Challenges:
A. In the interview, rewrite everything from "You obtained your" down to "that the case?", changing "bachelors degree" to "undergraduate degree".
B. Summarize the interview in two sentences.

Quoted text:
+---+
You obtained your doctor of science only in 1979, twenty years after your bachelors degree and three years after being hired as a professor in Cambridge. Why was that the case?
After graduating from Cambridge in 1959 with a BA degree, I had no intention of obtaining a doctorate. All honours graduates from Cambridge are eligible for an MA degree after about 3 further years, without taking any more courses or examinations, but from my point of view that opportunity was not advantageous, partly because one had to pay a fee. When I became the Professor of Applied Numerical Analysis at Cambridge in 1976, I was granted all the privileges of an MA automatically, and my official degree became BA with MA status. Two years later, I was fortunate to be elected as a Professorial Fellow at Pembroke College, and the Master of Pembroke suggested that I should follow the procedure for becoming a Master of Arts. Rather than expressing my reservations about it, I offered to seek an ScD degree instead, which required an examination of much of my published work. Thus I became an academic doctor in 1979.
M. J. D. Powell
Was it hard to adapt to the academic life after so many years in Harwell?
After about five years at Harwell, most of my time was spent on research, which included the development of Fortran software for general computer calculations, the theoretical analysis of algorithms, and of course the publication of papers. The purpose of the administrative staff there was to make it easier for scientists to carry out their work. On the other hand, I found at Cambridge that one had to create one's own opportunities for research, which required some stubbornness and lack of cooperation, because of the demands of teaching, examining and admitting students, and also because administrative duties at universities can consume the time that remains, especially during terms. This change was particularly unwelcome, and is very different from the view that most of my relatives and friends have of university life. Indeed, when I was at Harwell they did not doubt that I had a full time job, but they assume that at Cambridge the vacations provide a life of leisure.
In your work in optimization we find several interesting and meaningful examples and counter-examples. Where did you get this training (assuming that not all is natural talent)? From your exposure to approximation theory? From the hand calculations of the old computing times?
+---+
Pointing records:
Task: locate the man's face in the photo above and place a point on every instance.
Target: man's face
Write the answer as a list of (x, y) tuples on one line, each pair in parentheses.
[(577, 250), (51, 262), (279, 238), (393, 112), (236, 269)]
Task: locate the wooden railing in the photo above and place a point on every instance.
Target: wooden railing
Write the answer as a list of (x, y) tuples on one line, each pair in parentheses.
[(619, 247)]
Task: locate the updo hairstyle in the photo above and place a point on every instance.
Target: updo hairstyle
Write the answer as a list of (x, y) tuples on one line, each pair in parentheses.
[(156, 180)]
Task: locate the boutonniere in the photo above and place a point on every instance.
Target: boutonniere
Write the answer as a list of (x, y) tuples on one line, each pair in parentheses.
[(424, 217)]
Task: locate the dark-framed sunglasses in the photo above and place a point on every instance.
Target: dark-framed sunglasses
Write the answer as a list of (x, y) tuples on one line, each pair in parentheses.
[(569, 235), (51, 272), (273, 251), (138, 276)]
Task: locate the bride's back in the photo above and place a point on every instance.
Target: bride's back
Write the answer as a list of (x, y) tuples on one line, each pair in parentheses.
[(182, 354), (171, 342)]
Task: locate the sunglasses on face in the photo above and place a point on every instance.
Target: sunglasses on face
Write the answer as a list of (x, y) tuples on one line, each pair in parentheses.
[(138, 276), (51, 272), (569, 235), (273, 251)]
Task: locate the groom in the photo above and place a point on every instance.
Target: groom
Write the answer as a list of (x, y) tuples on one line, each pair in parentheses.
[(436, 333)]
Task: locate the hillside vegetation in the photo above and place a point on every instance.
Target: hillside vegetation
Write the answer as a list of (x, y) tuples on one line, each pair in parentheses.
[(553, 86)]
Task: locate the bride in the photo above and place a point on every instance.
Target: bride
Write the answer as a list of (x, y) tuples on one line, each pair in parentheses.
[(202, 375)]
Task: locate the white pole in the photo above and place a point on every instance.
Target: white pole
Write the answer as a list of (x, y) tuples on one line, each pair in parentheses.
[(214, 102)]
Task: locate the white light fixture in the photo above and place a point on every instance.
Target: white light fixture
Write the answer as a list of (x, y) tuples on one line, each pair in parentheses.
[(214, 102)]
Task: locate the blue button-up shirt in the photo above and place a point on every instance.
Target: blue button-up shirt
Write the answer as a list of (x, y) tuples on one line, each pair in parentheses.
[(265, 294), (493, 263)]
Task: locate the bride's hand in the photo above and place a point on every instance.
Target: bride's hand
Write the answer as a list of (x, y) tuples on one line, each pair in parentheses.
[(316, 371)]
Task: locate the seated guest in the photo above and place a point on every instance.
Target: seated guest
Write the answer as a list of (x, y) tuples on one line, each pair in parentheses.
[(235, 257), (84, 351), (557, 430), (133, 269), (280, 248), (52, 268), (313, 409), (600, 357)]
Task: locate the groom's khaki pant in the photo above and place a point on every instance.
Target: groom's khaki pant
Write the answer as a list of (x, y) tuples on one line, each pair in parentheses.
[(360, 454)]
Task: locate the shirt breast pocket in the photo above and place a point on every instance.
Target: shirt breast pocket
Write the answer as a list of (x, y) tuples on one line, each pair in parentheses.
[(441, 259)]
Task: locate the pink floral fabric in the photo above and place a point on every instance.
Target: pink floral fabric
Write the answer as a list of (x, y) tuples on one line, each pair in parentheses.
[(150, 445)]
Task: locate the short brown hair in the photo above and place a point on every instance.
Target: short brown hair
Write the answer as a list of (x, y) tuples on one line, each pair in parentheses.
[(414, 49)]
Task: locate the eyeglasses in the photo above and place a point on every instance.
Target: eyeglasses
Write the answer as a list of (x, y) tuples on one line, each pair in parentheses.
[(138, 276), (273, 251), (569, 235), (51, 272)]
+---+
Outputs:
A.
You obtained your doctor of science only in 1979, twenty years after your undergraduate degree and three years after being hired as a professor in Cambridge. Why was that the case?

B. The speaker earned an ScD in 1979 after being elected a Professorial Fellow at Pembroke, having offered to seek that degree, which required an examination of published work, instead of following the procedure for becoming a Master of Arts. The move from Harwell, where the administrative staff made scientists' work easier, to Cambridge was unwelcome because teaching, examining, admitting students and administrative duties meant that research opportunities had to be created with some stubbornness.